▶ What the task asks:
Up to and including the line that holds "TARGET = paved ground", print the data exactly from its first line; do not print the pictures.

_ _ _

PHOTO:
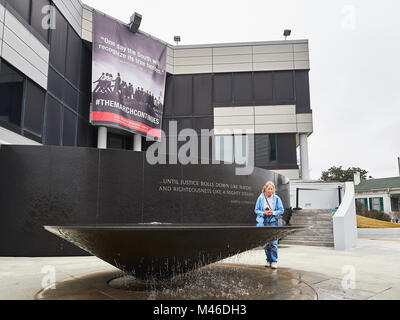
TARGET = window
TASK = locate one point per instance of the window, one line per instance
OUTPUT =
(223, 90)
(31, 12)
(362, 204)
(263, 88)
(34, 107)
(302, 92)
(53, 122)
(69, 128)
(265, 150)
(58, 43)
(37, 17)
(243, 89)
(183, 95)
(231, 149)
(11, 92)
(376, 204)
(202, 95)
(395, 204)
(85, 82)
(73, 55)
(70, 96)
(55, 84)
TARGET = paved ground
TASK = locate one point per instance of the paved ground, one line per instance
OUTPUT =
(371, 271)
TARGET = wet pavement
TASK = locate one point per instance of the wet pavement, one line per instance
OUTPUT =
(305, 273)
(215, 282)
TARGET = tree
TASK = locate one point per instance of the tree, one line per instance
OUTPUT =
(338, 174)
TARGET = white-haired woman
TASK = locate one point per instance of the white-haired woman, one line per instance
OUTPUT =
(269, 209)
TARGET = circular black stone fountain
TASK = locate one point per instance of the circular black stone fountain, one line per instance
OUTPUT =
(156, 252)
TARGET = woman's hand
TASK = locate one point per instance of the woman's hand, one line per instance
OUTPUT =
(268, 213)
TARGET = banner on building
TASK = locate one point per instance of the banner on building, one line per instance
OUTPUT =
(128, 78)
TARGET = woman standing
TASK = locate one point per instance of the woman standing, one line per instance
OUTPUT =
(269, 209)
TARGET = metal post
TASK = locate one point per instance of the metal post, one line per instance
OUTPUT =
(102, 138)
(137, 143)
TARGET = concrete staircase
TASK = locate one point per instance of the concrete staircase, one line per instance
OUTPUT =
(321, 232)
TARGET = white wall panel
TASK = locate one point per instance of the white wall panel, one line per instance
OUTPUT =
(277, 48)
(233, 111)
(276, 128)
(234, 120)
(192, 61)
(273, 57)
(193, 69)
(276, 119)
(237, 129)
(201, 52)
(224, 51)
(233, 67)
(15, 59)
(22, 50)
(239, 58)
(72, 11)
(270, 66)
(283, 109)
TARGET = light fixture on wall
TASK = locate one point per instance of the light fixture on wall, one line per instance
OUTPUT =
(177, 39)
(287, 33)
(136, 19)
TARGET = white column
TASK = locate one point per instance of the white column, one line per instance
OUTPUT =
(304, 163)
(102, 138)
(137, 143)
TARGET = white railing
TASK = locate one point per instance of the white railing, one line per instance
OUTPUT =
(345, 221)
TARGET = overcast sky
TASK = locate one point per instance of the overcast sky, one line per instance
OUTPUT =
(355, 64)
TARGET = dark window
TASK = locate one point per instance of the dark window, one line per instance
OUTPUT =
(69, 128)
(287, 149)
(223, 90)
(202, 95)
(84, 106)
(169, 96)
(53, 122)
(70, 96)
(34, 106)
(203, 123)
(55, 84)
(119, 141)
(185, 123)
(58, 43)
(243, 89)
(302, 92)
(73, 55)
(265, 150)
(11, 93)
(85, 82)
(263, 88)
(284, 86)
(38, 16)
(182, 95)
(23, 7)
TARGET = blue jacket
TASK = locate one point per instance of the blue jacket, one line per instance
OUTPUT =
(260, 209)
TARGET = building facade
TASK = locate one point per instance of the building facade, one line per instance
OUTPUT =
(381, 195)
(260, 87)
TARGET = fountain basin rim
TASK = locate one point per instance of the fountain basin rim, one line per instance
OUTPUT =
(175, 227)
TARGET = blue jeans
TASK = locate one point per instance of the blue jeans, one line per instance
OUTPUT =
(271, 251)
(271, 248)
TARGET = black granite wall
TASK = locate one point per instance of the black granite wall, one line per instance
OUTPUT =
(74, 186)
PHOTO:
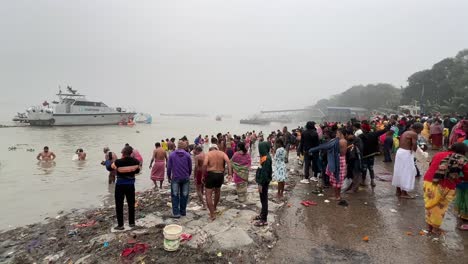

_ _ _

▶ Solution below:
PHOTO:
TARGET = window
TASK = locate one point per instance of the window, one line per instance
OUTPUT =
(223, 90)
(31, 12)
(362, 204)
(263, 88)
(34, 107)
(302, 92)
(53, 122)
(69, 128)
(265, 150)
(58, 43)
(37, 17)
(243, 89)
(183, 95)
(231, 149)
(11, 92)
(376, 204)
(202, 95)
(395, 204)
(85, 82)
(73, 55)
(70, 96)
(55, 84)
TARGET = paved ground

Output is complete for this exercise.